• [Brief a]: Output the rows from the line containing "Where can you spot the person's" through the end of the rows, inclusive, reproducing each line exactly as it appears. Leave the pictures out.

• [Excerpt provided]:
Commanders and leaders
- Lt. Col. Tony Henderson: Naeem Baraikh, shadow governor; Maulavi Ubaidurrahman Nurzai;

Strength
- Approx. 800 Marines: 500

Casualties and losses
- 1 killed (2008): 498 killed (2008)

= Battle of Garmsir =

2008–2011 battle of the War in Afghanistan

The Battle of Garmsir (also Garmser) was a battle between United States Marines and other ISAF coalition forces, and Taliban insurgents in Garmsir, southern Afghanistan. It was part of the Helmand Province campaign and took place primarily between 2007 and 2011. By the end of December 2007, the situation on the ground had reached a stalemate, and a de facto border had been established. In order to break this stalemate Operation Asada Wosa (Live Free) was undertaken. 1st Battalion, 6th Marines, the battalion landing team for the 24th MEU along with elements from 2nd Reconnaissance Bn started their combat operations with an attack on the Taliban-held town of Garmsir on 28 April. The operation was carried out in conjunction with British troops of the 16 Air Assault Brigade. Taliban forces withdrew from the town as a result of the assault and took up a position further south.

After seizing Garmsir, the Marines pushed further south into an area where the insurgents had built bunkers and tunnels capable of withstanding coalition airstrikes. They ran into stiff resistance and the operation, expected to take a few days, lasted more than a month. This implied to the ISAF commander that the town was important to the insurgents, as such the Marines were ordered to remain in the area in order to keep the pressure up. With the original mission changed, the Marines transitioned from combat operations to civil operations.

==History==
By the end of December 2007, the situation on the ground reached a stalemate. A de facto border was established east of Garmsir along the banks of the Helmand River that divided British-held from Taliban-held territory. The British were outnumbered by the larger Taliban force which was receiving reinforcements from Pakistan. However, the British had jets and heavy artillery on their side. Both forces fought in the following months for mere yards of territory.

In early 2008, the 24th Marine Expeditionary Unit, under the command of Col. Peter Petronzio, arrived to reinforce the ISAF's fight. In April 2008, Col. Petronzio sent a battalion of U.S. Marines to Garmsir.

==The Battle: Operation Asada Wosa (Live Free)==

1st Battalion, 6th Marines, the battalion landing team for the 24th MEU along with elements from 2nd Reconnaissance Bn started their combat operations with an attack on the Taliban-held town of Garmsir on 28 April. The operation was carried out in conjunction with British troops of the 16 Air Assault Brigade. Taliban forces withdrew from the town as a result of the assault and took up a position further south.

• [Extracted entries]:
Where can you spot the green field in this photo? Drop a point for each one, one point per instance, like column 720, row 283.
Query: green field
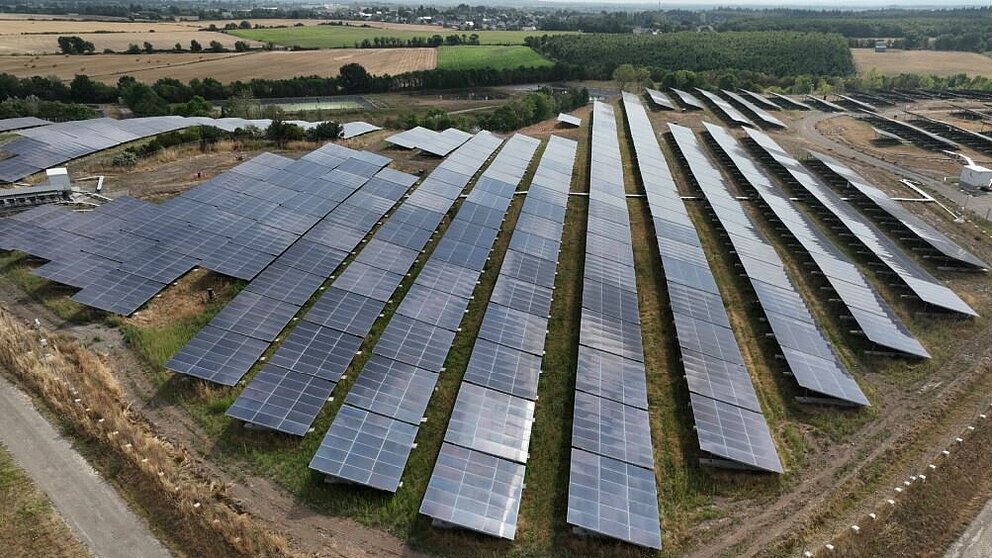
column 333, row 36
column 498, row 57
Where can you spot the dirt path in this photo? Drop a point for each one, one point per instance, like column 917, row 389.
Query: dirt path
column 976, row 542
column 91, row 507
column 309, row 532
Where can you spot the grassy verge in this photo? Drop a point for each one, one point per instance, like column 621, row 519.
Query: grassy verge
column 496, row 57
column 28, row 522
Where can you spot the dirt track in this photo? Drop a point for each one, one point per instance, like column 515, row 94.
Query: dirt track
column 91, row 507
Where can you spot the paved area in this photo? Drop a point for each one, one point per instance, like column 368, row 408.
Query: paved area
column 91, row 507
column 976, row 542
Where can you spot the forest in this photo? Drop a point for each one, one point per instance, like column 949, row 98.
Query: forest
column 773, row 53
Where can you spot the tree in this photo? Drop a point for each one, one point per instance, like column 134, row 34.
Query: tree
column 325, row 131
column 197, row 106
column 142, row 100
column 75, row 45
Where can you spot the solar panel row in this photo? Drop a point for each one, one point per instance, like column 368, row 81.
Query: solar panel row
column 877, row 321
column 807, row 351
column 612, row 455
column 494, row 409
column 876, row 198
column 762, row 116
column 271, row 301
column 918, row 281
column 328, row 339
column 714, row 367
column 398, row 380
column 660, row 99
column 726, row 110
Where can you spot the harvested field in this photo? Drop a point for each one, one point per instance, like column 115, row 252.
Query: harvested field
column 42, row 43
column 895, row 62
column 227, row 67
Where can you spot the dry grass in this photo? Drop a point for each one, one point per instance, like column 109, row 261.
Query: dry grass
column 11, row 43
column 27, row 519
column 895, row 62
column 228, row 67
column 79, row 388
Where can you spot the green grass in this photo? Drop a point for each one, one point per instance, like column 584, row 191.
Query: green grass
column 333, row 36
column 498, row 57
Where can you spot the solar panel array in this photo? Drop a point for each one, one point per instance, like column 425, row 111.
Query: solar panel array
column 660, row 99
column 761, row 101
column 714, row 367
column 327, row 339
column 10, row 124
column 921, row 283
column 688, row 100
column 876, row 320
column 725, row 110
column 908, row 221
column 762, row 116
column 494, row 409
column 789, row 102
column 125, row 252
column 47, row 146
column 435, row 143
column 397, row 382
column 807, row 351
column 272, row 299
column 612, row 456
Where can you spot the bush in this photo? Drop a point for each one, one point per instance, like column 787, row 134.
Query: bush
column 126, row 159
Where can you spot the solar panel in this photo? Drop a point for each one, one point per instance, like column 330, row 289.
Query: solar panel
column 613, row 498
column 728, row 431
column 491, row 422
column 415, row 342
column 219, row 356
column 529, row 268
column 612, row 377
column 514, row 329
column 475, row 491
column 443, row 276
column 282, row 400
column 365, row 448
column 312, row 257
column 255, row 315
column 434, row 307
column 286, row 284
column 316, row 350
column 345, row 311
column 504, row 369
column 612, row 429
column 118, row 292
column 393, row 389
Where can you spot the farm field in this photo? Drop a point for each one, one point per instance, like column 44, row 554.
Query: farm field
column 498, row 57
column 327, row 36
column 895, row 62
column 228, row 67
column 41, row 43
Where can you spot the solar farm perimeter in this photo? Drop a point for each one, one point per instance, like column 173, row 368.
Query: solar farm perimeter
column 625, row 356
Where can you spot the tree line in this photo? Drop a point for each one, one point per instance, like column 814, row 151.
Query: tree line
column 773, row 53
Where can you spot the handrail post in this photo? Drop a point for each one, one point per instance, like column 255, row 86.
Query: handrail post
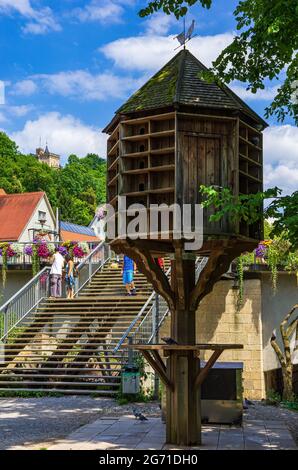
column 155, row 323
column 130, row 353
column 5, row 324
column 90, row 267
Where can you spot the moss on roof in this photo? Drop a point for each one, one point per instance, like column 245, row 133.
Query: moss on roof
column 158, row 92
column 179, row 82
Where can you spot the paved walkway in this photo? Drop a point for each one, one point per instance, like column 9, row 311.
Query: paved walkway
column 126, row 432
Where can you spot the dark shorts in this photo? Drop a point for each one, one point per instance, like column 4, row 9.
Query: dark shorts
column 69, row 281
column 127, row 277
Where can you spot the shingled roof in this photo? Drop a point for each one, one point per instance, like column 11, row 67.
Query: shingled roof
column 178, row 83
column 16, row 211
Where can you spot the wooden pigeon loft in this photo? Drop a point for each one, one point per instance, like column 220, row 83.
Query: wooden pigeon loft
column 178, row 132
column 174, row 134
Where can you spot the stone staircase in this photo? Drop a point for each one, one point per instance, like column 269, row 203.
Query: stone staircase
column 66, row 346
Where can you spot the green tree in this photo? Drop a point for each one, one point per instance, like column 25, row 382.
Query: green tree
column 76, row 189
column 264, row 48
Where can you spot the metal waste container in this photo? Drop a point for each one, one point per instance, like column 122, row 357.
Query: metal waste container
column 222, row 394
column 130, row 380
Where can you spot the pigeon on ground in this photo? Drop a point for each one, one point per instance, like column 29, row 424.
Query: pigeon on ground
column 168, row 340
column 142, row 417
column 139, row 415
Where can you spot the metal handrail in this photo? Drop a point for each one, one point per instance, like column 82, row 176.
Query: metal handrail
column 131, row 326
column 88, row 262
column 24, row 289
column 21, row 259
column 200, row 264
column 21, row 304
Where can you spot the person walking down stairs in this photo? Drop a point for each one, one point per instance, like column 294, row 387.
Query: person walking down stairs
column 69, row 277
column 128, row 271
column 56, row 274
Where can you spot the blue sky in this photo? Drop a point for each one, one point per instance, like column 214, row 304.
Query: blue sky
column 68, row 65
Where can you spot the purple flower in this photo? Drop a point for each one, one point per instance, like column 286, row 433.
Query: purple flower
column 28, row 250
column 63, row 250
column 261, row 251
column 100, row 214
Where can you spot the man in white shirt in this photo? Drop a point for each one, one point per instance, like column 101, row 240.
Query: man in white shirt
column 56, row 274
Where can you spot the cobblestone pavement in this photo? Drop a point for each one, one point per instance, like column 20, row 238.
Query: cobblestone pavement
column 37, row 423
column 272, row 413
column 126, row 432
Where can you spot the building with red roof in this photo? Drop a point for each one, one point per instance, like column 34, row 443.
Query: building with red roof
column 21, row 215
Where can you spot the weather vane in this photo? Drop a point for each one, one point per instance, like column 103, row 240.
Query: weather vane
column 185, row 37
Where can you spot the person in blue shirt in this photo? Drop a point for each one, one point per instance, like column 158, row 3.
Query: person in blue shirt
column 128, row 271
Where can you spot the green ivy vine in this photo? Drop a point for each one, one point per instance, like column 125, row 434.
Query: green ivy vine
column 272, row 260
column 4, row 265
column 240, row 276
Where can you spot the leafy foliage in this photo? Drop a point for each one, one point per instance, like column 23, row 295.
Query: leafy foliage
column 77, row 188
column 243, row 207
column 284, row 211
column 265, row 47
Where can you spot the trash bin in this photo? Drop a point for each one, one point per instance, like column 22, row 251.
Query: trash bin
column 222, row 394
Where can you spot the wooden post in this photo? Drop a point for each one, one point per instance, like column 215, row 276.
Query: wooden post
column 183, row 402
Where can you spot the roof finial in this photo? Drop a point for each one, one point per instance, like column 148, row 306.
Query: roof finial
column 185, row 37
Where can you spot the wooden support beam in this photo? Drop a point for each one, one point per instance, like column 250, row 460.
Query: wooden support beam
column 159, row 360
column 160, row 370
column 180, row 278
column 204, row 372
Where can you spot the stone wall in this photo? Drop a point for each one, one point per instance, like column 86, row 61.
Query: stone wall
column 218, row 321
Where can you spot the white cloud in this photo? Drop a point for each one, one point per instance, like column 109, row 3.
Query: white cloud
column 21, row 6
column 24, row 88
column 147, row 53
column 80, row 84
column 65, row 135
column 9, row 112
column 267, row 94
column 40, row 21
column 159, row 24
column 281, row 157
column 108, row 11
column 20, row 111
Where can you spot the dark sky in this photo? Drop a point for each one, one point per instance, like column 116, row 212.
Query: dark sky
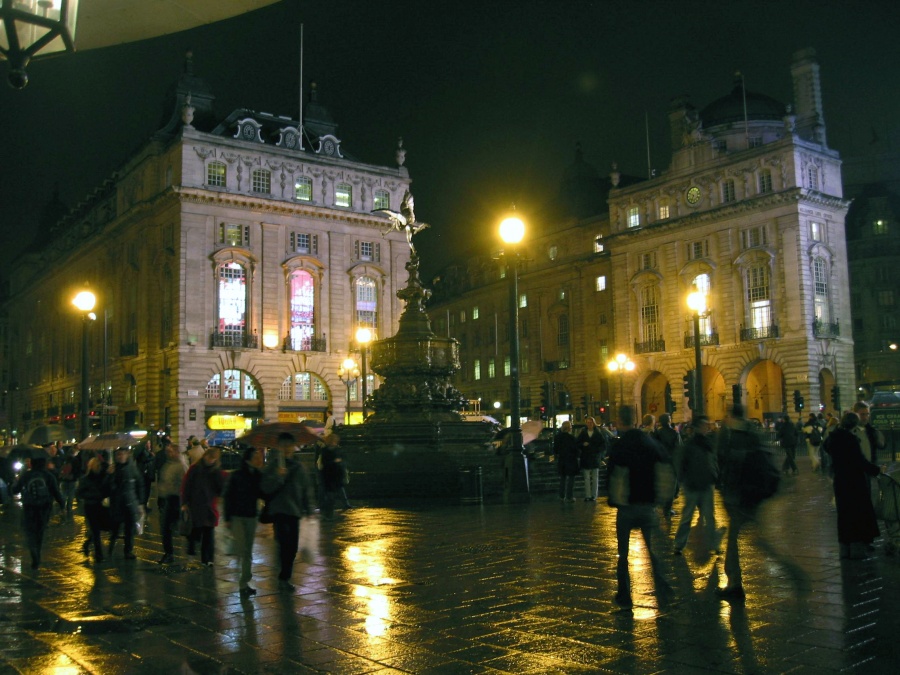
column 490, row 97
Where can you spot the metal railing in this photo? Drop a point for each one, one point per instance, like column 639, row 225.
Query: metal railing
column 649, row 346
column 762, row 333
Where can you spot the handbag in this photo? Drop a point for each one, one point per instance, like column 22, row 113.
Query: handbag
column 185, row 524
column 619, row 486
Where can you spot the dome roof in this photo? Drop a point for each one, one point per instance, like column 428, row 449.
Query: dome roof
column 730, row 108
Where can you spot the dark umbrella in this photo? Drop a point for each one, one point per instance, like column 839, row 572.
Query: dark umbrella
column 266, row 435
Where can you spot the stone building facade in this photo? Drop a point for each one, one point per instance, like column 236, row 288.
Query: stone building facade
column 232, row 261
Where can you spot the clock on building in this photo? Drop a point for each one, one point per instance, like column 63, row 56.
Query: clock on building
column 693, row 195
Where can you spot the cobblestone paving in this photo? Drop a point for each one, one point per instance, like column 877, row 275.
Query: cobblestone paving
column 523, row 588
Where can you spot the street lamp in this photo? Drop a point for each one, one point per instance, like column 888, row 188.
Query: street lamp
column 363, row 338
column 620, row 364
column 84, row 301
column 347, row 372
column 512, row 230
column 697, row 302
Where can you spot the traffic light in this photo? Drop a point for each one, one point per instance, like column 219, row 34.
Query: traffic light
column 798, row 401
column 545, row 396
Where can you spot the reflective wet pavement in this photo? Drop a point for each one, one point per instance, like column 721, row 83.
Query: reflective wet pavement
column 469, row 589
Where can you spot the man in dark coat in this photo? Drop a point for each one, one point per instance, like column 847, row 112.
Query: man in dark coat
column 39, row 489
column 638, row 452
column 857, row 524
column 592, row 448
column 126, row 494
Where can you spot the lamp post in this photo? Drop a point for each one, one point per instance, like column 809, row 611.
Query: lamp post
column 84, row 301
column 347, row 372
column 363, row 338
column 620, row 364
column 512, row 230
column 697, row 302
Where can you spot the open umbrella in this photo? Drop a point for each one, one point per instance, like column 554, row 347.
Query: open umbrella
column 266, row 435
column 108, row 441
column 47, row 433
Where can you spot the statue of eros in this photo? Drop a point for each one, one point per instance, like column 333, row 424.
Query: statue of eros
column 405, row 220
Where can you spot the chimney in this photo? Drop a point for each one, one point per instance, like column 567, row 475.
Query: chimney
column 808, row 96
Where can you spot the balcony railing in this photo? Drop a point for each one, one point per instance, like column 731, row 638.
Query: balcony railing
column 649, row 346
column 762, row 333
column 240, row 340
column 308, row 344
column 706, row 340
column 825, row 329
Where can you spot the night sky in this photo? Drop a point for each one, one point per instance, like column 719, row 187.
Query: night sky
column 490, row 97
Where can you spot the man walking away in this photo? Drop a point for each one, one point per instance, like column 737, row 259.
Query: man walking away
column 39, row 489
column 639, row 453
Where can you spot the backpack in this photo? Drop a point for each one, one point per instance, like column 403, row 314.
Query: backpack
column 760, row 476
column 36, row 492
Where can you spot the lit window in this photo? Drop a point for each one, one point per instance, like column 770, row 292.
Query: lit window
column 303, row 189
column 634, row 216
column 815, row 231
column 215, row 174
column 343, row 195
column 728, row 191
column 233, row 234
column 382, row 199
column 261, row 181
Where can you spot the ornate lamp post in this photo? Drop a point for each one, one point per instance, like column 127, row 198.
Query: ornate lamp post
column 697, row 302
column 512, row 230
column 620, row 364
column 363, row 338
column 84, row 301
column 347, row 372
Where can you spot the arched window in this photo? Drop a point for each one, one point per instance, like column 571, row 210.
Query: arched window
column 234, row 385
column 232, row 305
column 303, row 387
column 261, row 181
column 650, row 329
column 820, row 291
column 215, row 174
column 302, row 291
column 366, row 302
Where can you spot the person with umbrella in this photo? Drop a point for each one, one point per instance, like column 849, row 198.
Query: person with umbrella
column 286, row 483
column 39, row 489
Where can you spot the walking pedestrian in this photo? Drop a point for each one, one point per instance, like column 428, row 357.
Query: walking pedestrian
column 592, row 448
column 639, row 453
column 168, row 497
column 698, row 469
column 202, row 485
column 285, row 480
column 241, row 497
column 39, row 489
column 125, row 486
column 856, row 521
column 567, row 461
column 93, row 489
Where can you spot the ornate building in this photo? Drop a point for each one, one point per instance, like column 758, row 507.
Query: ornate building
column 233, row 262
column 751, row 213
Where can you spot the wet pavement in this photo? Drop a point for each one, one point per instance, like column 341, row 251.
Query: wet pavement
column 524, row 588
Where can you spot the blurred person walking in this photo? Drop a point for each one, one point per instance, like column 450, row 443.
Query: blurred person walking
column 638, row 452
column 202, row 485
column 286, row 483
column 242, row 495
column 567, row 461
column 39, row 489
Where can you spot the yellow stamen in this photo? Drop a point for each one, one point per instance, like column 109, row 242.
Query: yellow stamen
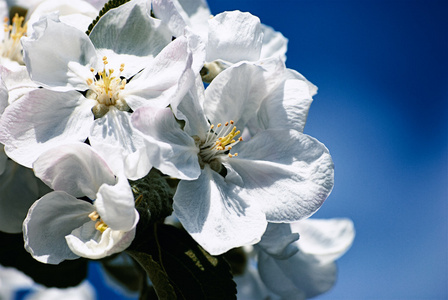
column 100, row 226
column 94, row 216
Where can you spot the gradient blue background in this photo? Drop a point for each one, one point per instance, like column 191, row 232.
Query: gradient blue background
column 382, row 106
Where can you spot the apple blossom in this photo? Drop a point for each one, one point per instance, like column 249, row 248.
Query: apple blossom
column 230, row 37
column 60, row 226
column 230, row 188
column 92, row 85
column 311, row 271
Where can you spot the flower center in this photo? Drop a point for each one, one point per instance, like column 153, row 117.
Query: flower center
column 10, row 46
column 218, row 143
column 105, row 88
column 99, row 225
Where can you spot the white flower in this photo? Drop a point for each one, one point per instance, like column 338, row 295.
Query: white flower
column 19, row 188
column 94, row 84
column 230, row 188
column 59, row 226
column 311, row 271
column 76, row 13
column 230, row 37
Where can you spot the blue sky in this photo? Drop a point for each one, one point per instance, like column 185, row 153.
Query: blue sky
column 382, row 107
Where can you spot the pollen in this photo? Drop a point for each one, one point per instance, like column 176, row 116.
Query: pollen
column 105, row 88
column 10, row 47
column 99, row 225
column 218, row 143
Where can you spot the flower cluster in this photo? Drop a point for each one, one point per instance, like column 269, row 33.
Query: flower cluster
column 207, row 102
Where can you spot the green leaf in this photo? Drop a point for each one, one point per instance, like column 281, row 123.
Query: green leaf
column 67, row 274
column 108, row 6
column 179, row 268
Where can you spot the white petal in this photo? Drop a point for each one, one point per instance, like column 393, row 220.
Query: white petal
column 75, row 169
column 278, row 241
column 81, row 9
column 234, row 37
column 88, row 242
column 43, row 119
column 3, row 95
column 215, row 216
column 166, row 80
column 130, row 30
column 325, row 239
column 190, row 110
column 49, row 220
column 289, row 173
column 274, row 43
column 237, row 92
column 18, row 83
column 293, row 74
column 19, row 188
column 171, row 14
column 59, row 56
column 115, row 138
column 3, row 159
column 198, row 15
column 298, row 277
column 115, row 205
column 286, row 107
column 169, row 148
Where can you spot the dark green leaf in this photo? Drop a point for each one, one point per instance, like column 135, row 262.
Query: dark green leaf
column 124, row 271
column 108, row 6
column 66, row 274
column 176, row 263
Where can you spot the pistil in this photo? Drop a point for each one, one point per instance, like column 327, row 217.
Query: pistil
column 99, row 225
column 106, row 90
column 218, row 142
column 10, row 46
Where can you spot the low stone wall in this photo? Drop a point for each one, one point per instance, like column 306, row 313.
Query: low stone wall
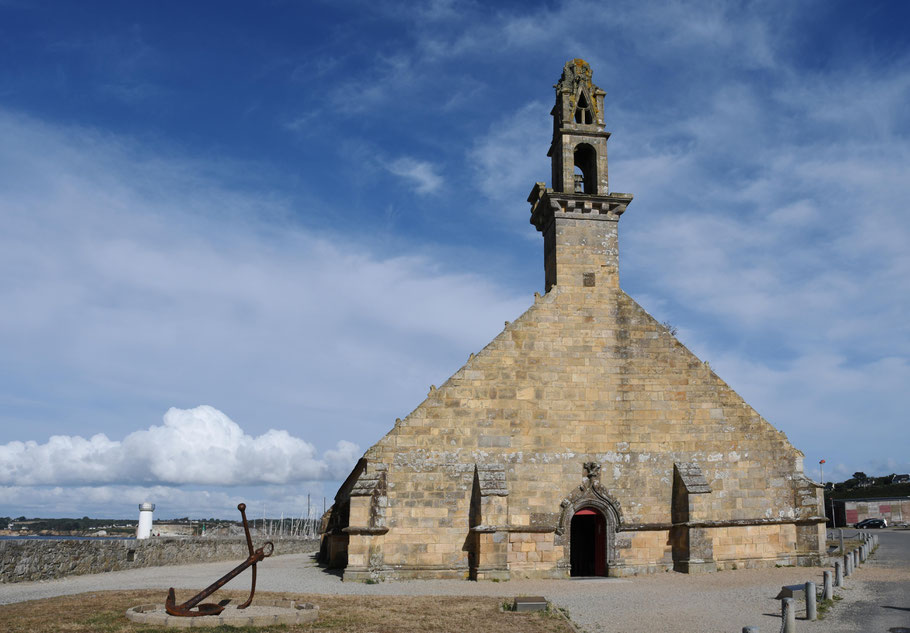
column 22, row 560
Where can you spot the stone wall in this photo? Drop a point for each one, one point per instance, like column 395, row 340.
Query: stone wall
column 25, row 560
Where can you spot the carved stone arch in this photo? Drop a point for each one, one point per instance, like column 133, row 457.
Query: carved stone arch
column 585, row 159
column 590, row 494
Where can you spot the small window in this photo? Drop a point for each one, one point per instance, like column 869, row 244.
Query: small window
column 583, row 112
column 586, row 164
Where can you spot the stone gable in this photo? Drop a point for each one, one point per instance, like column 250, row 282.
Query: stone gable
column 584, row 416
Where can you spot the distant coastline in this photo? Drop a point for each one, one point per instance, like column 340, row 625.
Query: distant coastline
column 44, row 537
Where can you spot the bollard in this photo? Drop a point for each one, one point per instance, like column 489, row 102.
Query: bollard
column 811, row 605
column 787, row 615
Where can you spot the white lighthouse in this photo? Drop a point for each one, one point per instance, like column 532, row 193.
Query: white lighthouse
column 144, row 530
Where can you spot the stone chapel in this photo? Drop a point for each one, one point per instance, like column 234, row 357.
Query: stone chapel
column 584, row 440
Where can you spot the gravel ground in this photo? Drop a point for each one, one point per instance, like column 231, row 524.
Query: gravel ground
column 661, row 603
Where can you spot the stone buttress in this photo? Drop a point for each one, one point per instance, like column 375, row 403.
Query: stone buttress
column 583, row 426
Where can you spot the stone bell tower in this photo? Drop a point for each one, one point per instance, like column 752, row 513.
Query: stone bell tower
column 578, row 216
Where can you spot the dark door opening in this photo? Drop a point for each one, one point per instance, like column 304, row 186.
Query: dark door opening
column 588, row 543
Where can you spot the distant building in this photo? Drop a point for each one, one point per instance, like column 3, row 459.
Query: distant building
column 849, row 511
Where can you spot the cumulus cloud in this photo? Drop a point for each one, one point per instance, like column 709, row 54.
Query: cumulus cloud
column 201, row 446
column 140, row 279
column 420, row 174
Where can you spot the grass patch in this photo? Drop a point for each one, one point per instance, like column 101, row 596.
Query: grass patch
column 104, row 612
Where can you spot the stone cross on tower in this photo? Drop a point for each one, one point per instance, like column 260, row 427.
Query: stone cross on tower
column 578, row 216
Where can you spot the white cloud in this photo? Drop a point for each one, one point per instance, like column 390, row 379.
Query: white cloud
column 512, row 155
column 420, row 174
column 194, row 446
column 141, row 281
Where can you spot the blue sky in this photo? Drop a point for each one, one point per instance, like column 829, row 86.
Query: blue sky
column 257, row 232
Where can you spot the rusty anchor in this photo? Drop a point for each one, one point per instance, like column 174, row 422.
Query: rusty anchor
column 187, row 608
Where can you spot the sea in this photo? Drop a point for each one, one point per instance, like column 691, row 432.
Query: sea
column 67, row 538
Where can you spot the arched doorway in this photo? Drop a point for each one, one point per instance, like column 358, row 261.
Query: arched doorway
column 588, row 535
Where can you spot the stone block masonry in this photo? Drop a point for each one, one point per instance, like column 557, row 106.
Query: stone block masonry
column 583, row 440
column 33, row 559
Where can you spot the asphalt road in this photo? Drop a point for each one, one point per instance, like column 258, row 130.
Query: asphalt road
column 880, row 599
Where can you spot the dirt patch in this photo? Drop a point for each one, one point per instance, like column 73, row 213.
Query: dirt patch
column 104, row 612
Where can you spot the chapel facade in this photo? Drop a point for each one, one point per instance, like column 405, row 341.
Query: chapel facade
column 584, row 440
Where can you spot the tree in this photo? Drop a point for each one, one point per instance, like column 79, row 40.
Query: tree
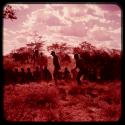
column 9, row 13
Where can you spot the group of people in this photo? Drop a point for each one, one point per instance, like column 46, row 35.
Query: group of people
column 43, row 73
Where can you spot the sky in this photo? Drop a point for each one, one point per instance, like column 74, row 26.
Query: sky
column 99, row 24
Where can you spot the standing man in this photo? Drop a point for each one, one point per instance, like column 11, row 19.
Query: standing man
column 81, row 66
column 56, row 66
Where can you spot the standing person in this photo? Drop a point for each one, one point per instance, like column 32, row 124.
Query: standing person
column 81, row 66
column 47, row 74
column 66, row 75
column 22, row 76
column 16, row 75
column 36, row 74
column 28, row 75
column 56, row 66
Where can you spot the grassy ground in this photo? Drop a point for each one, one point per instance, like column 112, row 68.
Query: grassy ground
column 65, row 102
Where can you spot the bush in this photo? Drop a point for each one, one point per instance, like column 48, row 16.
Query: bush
column 47, row 96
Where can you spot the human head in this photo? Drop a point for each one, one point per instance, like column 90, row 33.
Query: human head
column 76, row 56
column 52, row 53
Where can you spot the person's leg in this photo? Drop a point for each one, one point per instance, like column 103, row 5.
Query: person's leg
column 78, row 77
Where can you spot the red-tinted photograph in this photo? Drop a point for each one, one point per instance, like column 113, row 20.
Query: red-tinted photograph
column 62, row 62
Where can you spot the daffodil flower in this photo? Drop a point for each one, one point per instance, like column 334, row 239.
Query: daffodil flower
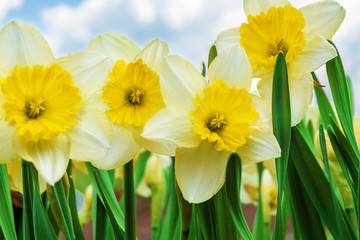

• [Brief b]: Return the part of the Battle of Garmsir text between "After seizing Garmsir, the" and "to civil operations.", inclusive, copied word for word.

• [Written answer a]:
Where can you spot the person's leg in this photo? Drop a point for each one, one point per instance, like column 103, row 5.
Query: person's leg
column 78, row 77
Where can you spot the red-tinted photograph in this photo? Drop a point for each one, one point per instance, like column 113, row 20.
Query: red-tinted photograph
column 62, row 62
Where can you spot the daffodil flower in this photo? Drop a point for each one, one point per instance, like column 334, row 239.
Query: daffodil flower

• [Written answer b]:
After seizing Garmsir, the Marines pushed further south into an area where the insurgents had built bunkers and tunnels capable of withstanding coalition airstrikes. They ran into stiff resistance and the operation, expected to take a few days, lasted more than a month. This implied to the ISAF commander that the town was important to the insurgents, as such the Marines were ordered to remain in the area in order to keep the pressure up. With the original mission changed, the Marines transitioned from combat operations to civil operations.